** Opening Study material block **

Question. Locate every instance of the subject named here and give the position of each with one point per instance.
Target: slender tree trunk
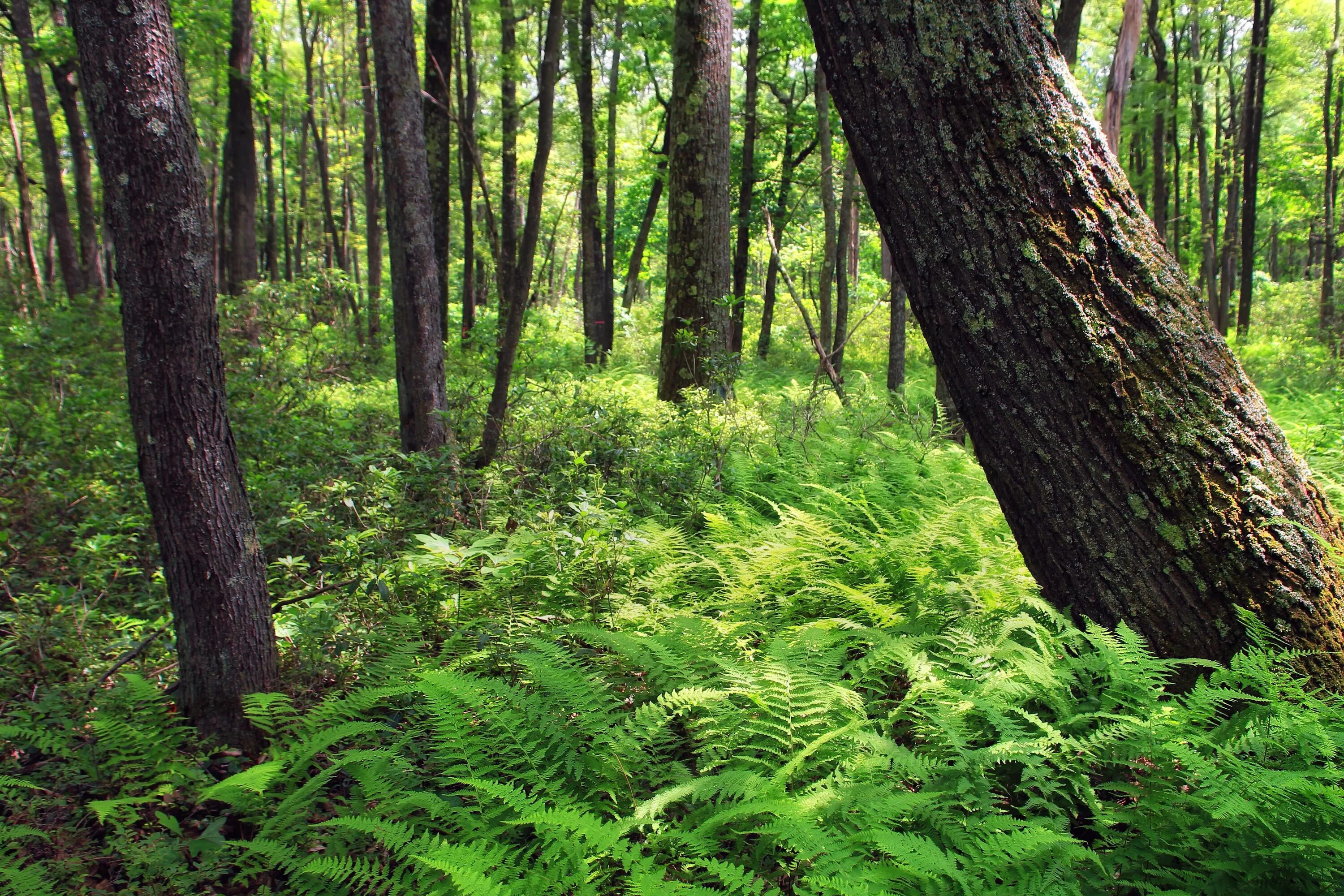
(613, 96)
(410, 230)
(597, 323)
(1327, 312)
(828, 211)
(1158, 46)
(465, 152)
(746, 186)
(21, 175)
(81, 164)
(241, 249)
(58, 210)
(1253, 117)
(1069, 19)
(175, 371)
(1135, 462)
(843, 261)
(517, 281)
(1207, 221)
(439, 134)
(699, 269)
(651, 210)
(373, 202)
(1121, 69)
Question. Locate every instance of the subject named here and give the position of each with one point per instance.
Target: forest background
(762, 577)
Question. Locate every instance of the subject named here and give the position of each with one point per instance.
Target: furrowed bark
(160, 225)
(1136, 464)
(410, 230)
(699, 273)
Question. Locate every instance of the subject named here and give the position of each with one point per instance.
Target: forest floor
(772, 645)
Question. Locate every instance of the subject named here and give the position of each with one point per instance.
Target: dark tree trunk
(439, 135)
(1136, 464)
(843, 261)
(1069, 19)
(518, 280)
(81, 163)
(1158, 45)
(1253, 117)
(58, 209)
(642, 240)
(175, 373)
(597, 323)
(699, 275)
(465, 152)
(746, 186)
(613, 96)
(373, 229)
(828, 211)
(21, 175)
(410, 230)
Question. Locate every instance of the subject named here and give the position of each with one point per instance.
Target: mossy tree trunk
(1137, 466)
(175, 373)
(697, 323)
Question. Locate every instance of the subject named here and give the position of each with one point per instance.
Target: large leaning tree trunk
(410, 230)
(175, 373)
(1136, 464)
(697, 324)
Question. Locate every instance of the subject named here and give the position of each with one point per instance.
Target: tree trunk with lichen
(175, 373)
(1136, 464)
(697, 323)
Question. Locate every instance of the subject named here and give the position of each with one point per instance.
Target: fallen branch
(823, 355)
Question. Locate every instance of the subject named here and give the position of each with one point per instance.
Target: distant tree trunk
(1069, 19)
(651, 210)
(58, 210)
(81, 163)
(439, 135)
(175, 373)
(746, 186)
(843, 267)
(1121, 69)
(465, 152)
(1158, 46)
(373, 230)
(828, 211)
(518, 280)
(1207, 222)
(1327, 312)
(1253, 117)
(597, 324)
(510, 72)
(242, 151)
(21, 175)
(1135, 462)
(410, 230)
(613, 95)
(699, 273)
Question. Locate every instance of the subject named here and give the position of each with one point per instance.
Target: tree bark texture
(160, 224)
(242, 150)
(699, 272)
(1121, 70)
(373, 198)
(1069, 19)
(518, 281)
(81, 163)
(1137, 466)
(439, 135)
(410, 230)
(746, 183)
(1253, 119)
(58, 207)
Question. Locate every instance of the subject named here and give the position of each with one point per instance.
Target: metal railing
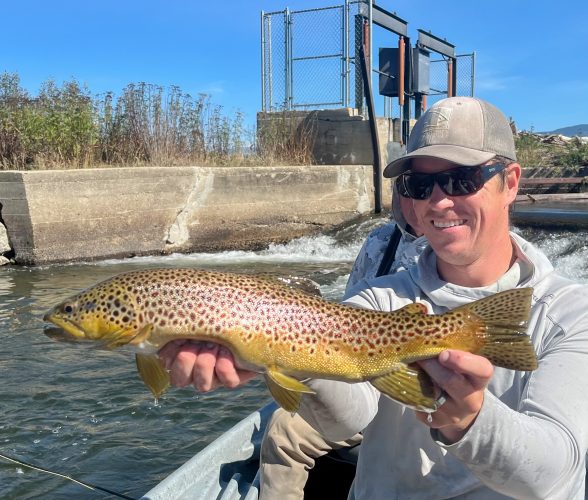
(309, 60)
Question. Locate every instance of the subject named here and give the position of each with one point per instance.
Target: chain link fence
(309, 60)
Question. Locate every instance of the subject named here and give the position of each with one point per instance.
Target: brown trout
(288, 334)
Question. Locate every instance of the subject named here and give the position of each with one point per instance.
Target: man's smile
(448, 223)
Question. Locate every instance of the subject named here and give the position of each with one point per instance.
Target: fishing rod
(81, 483)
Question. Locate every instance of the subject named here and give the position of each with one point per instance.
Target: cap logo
(438, 120)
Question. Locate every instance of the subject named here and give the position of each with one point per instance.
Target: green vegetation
(67, 127)
(557, 156)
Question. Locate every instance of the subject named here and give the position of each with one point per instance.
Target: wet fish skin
(287, 334)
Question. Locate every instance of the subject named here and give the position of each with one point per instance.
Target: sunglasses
(459, 181)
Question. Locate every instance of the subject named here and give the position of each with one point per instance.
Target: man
(500, 433)
(290, 445)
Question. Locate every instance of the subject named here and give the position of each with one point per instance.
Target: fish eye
(68, 307)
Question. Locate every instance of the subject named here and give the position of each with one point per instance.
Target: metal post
(287, 68)
(263, 62)
(270, 68)
(473, 73)
(345, 60)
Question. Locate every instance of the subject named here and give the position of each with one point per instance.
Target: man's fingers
(204, 367)
(181, 365)
(476, 369)
(225, 369)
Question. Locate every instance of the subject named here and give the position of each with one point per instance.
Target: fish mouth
(65, 326)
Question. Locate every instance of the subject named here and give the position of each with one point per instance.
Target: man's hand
(204, 365)
(463, 377)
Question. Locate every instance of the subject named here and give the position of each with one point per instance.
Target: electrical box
(388, 71)
(421, 61)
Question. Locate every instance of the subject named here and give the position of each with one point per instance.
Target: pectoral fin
(410, 386)
(286, 390)
(152, 373)
(415, 308)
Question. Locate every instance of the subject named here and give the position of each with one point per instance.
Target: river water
(85, 413)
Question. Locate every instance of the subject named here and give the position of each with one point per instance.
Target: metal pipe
(263, 61)
(369, 97)
(401, 49)
(450, 90)
(345, 61)
(270, 67)
(473, 72)
(287, 90)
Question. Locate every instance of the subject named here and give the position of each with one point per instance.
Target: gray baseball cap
(463, 130)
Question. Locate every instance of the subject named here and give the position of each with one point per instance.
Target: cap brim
(455, 154)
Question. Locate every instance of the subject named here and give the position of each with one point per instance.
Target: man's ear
(513, 178)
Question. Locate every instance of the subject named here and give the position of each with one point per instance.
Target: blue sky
(532, 56)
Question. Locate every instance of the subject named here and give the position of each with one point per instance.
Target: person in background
(291, 446)
(499, 433)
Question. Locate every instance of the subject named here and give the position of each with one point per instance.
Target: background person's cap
(463, 130)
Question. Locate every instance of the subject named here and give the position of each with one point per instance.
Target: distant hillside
(581, 130)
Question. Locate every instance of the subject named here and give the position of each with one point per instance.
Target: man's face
(463, 230)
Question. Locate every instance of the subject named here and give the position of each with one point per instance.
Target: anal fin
(410, 386)
(286, 390)
(152, 373)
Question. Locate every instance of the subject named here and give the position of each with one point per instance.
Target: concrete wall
(338, 136)
(66, 215)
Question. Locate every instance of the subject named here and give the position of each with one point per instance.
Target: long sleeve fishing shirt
(531, 437)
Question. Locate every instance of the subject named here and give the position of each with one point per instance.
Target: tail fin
(505, 316)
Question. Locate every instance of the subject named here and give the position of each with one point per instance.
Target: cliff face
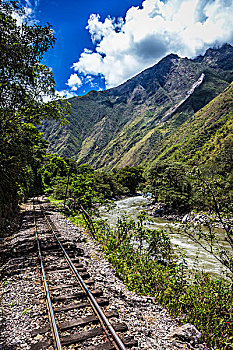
(127, 124)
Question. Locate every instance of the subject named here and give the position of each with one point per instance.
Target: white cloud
(65, 94)
(74, 82)
(124, 47)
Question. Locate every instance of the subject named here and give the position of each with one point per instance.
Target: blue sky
(100, 44)
(69, 20)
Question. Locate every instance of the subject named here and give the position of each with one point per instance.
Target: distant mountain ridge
(127, 124)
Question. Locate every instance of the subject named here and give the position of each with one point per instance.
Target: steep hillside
(130, 123)
(207, 136)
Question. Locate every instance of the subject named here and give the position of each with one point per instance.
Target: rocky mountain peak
(218, 57)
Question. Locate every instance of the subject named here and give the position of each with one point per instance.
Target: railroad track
(79, 317)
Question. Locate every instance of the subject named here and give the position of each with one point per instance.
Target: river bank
(195, 255)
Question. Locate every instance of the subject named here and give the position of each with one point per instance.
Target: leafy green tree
(130, 177)
(24, 84)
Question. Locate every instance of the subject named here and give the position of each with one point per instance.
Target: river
(195, 255)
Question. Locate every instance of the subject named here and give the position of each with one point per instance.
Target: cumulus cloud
(74, 82)
(65, 94)
(124, 47)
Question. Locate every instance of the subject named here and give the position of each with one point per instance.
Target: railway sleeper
(92, 333)
(129, 342)
(73, 306)
(80, 294)
(79, 322)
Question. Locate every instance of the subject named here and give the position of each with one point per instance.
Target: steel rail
(98, 311)
(49, 302)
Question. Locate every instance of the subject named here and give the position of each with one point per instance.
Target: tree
(130, 177)
(24, 84)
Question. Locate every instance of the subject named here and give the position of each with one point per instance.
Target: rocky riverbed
(23, 309)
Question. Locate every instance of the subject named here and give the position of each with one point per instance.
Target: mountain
(206, 137)
(129, 124)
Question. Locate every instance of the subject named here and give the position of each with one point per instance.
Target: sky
(102, 43)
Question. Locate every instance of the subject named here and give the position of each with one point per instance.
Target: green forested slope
(129, 124)
(206, 137)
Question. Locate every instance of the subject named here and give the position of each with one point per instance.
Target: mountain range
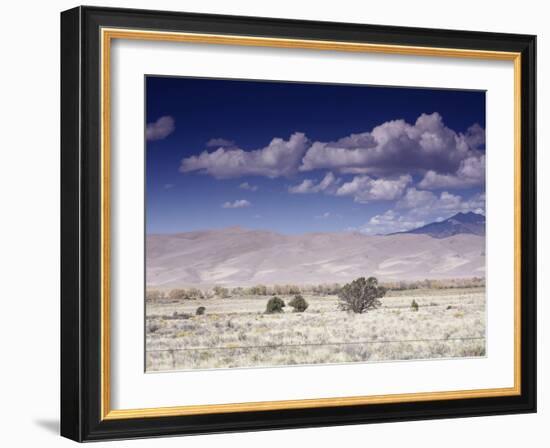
(235, 256)
(461, 223)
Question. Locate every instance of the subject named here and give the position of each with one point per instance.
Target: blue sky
(301, 157)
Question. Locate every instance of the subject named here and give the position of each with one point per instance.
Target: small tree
(274, 305)
(299, 304)
(154, 294)
(361, 295)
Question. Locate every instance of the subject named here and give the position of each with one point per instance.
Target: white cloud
(239, 203)
(279, 158)
(327, 184)
(219, 143)
(365, 189)
(247, 186)
(471, 172)
(160, 129)
(396, 146)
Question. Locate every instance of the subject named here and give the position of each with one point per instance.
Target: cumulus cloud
(247, 186)
(239, 203)
(219, 143)
(279, 158)
(471, 172)
(327, 184)
(365, 189)
(160, 129)
(397, 146)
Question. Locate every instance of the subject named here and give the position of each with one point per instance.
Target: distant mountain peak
(462, 223)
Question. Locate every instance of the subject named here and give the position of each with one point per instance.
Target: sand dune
(241, 257)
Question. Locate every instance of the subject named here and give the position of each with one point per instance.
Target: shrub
(177, 294)
(221, 292)
(154, 294)
(274, 305)
(299, 304)
(361, 295)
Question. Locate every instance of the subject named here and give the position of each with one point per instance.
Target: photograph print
(292, 223)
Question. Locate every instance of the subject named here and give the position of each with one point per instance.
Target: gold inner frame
(107, 35)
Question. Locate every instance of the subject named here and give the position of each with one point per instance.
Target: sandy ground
(235, 332)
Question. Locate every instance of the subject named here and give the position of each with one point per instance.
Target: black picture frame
(81, 224)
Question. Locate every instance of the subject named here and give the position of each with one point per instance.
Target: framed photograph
(277, 224)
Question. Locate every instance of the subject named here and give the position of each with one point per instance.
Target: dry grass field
(236, 331)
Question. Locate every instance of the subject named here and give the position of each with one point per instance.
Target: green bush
(298, 303)
(361, 295)
(274, 305)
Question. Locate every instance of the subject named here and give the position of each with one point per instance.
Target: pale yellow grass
(235, 332)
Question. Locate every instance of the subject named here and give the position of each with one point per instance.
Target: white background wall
(29, 235)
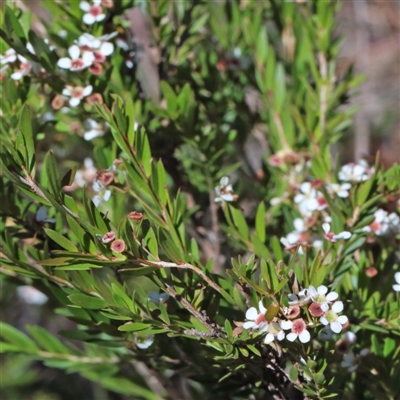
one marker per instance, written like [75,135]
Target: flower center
[260,318]
[298,326]
[95,11]
[78,63]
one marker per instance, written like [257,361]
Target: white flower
[143,341]
[332,319]
[94,13]
[396,287]
[256,319]
[76,62]
[341,190]
[319,296]
[274,331]
[24,69]
[383,223]
[325,334]
[298,330]
[87,174]
[355,172]
[331,236]
[31,295]
[224,191]
[103,193]
[95,131]
[156,298]
[10,56]
[309,199]
[76,94]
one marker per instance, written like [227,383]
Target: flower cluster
[323,308]
[383,223]
[117,245]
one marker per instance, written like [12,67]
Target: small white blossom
[332,319]
[298,330]
[341,190]
[94,13]
[76,62]
[396,287]
[96,130]
[25,68]
[31,295]
[334,237]
[224,191]
[143,341]
[355,172]
[383,223]
[76,94]
[103,193]
[320,296]
[256,318]
[275,331]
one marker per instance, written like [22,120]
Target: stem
[190,308]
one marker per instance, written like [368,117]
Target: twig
[84,360]
[190,308]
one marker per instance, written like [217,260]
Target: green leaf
[17,338]
[45,340]
[133,327]
[60,240]
[85,301]
[11,23]
[68,178]
[170,97]
[260,222]
[53,176]
[25,126]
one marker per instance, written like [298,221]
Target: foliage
[168,271]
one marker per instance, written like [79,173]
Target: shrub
[168,183]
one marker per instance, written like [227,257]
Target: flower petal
[322,290]
[84,6]
[74,52]
[248,325]
[326,227]
[337,306]
[100,17]
[324,321]
[74,101]
[88,19]
[336,327]
[87,90]
[251,313]
[332,296]
[304,336]
[64,62]
[16,76]
[269,338]
[285,325]
[261,307]
[106,49]
[291,337]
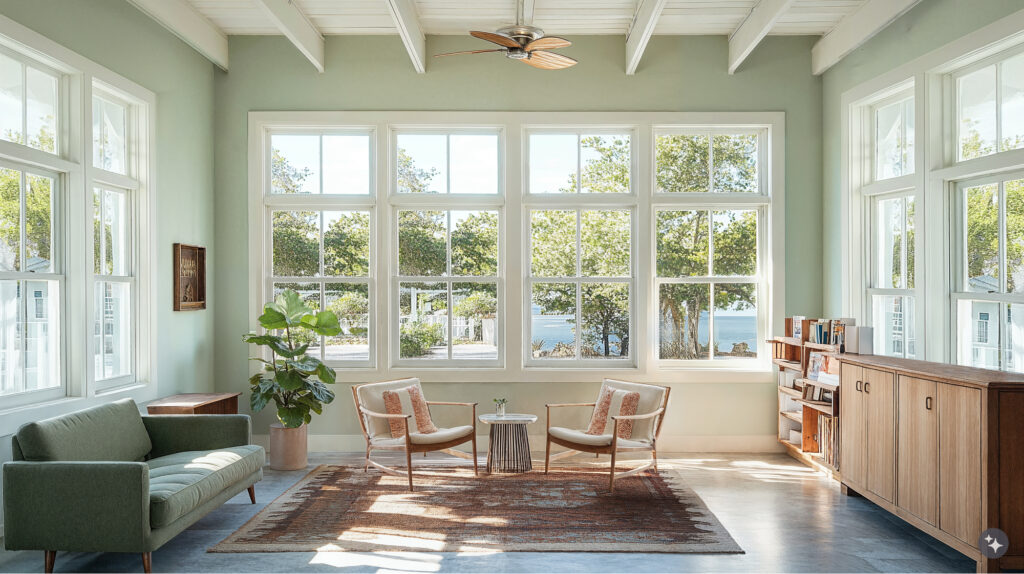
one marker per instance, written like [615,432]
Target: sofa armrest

** Closing Study material block **

### Task statement
In the records above, the lines from the one containing "Target: foliage" through the last line are to be written out exactly, both ends included and pictures omitted.

### The answer
Target: foliage
[168,271]
one marker per instance, written like [79,173]
Target: shrub
[168,183]
one marker per instance, written like [227,257]
Target: flower petal
[322,290]
[84,6]
[74,52]
[248,325]
[326,227]
[337,306]
[100,17]
[324,321]
[74,101]
[88,19]
[336,327]
[87,90]
[251,313]
[332,296]
[304,336]
[64,62]
[16,76]
[269,338]
[285,325]
[261,307]
[106,49]
[291,337]
one marker per instance, written like [615,432]
Target: sofa armrest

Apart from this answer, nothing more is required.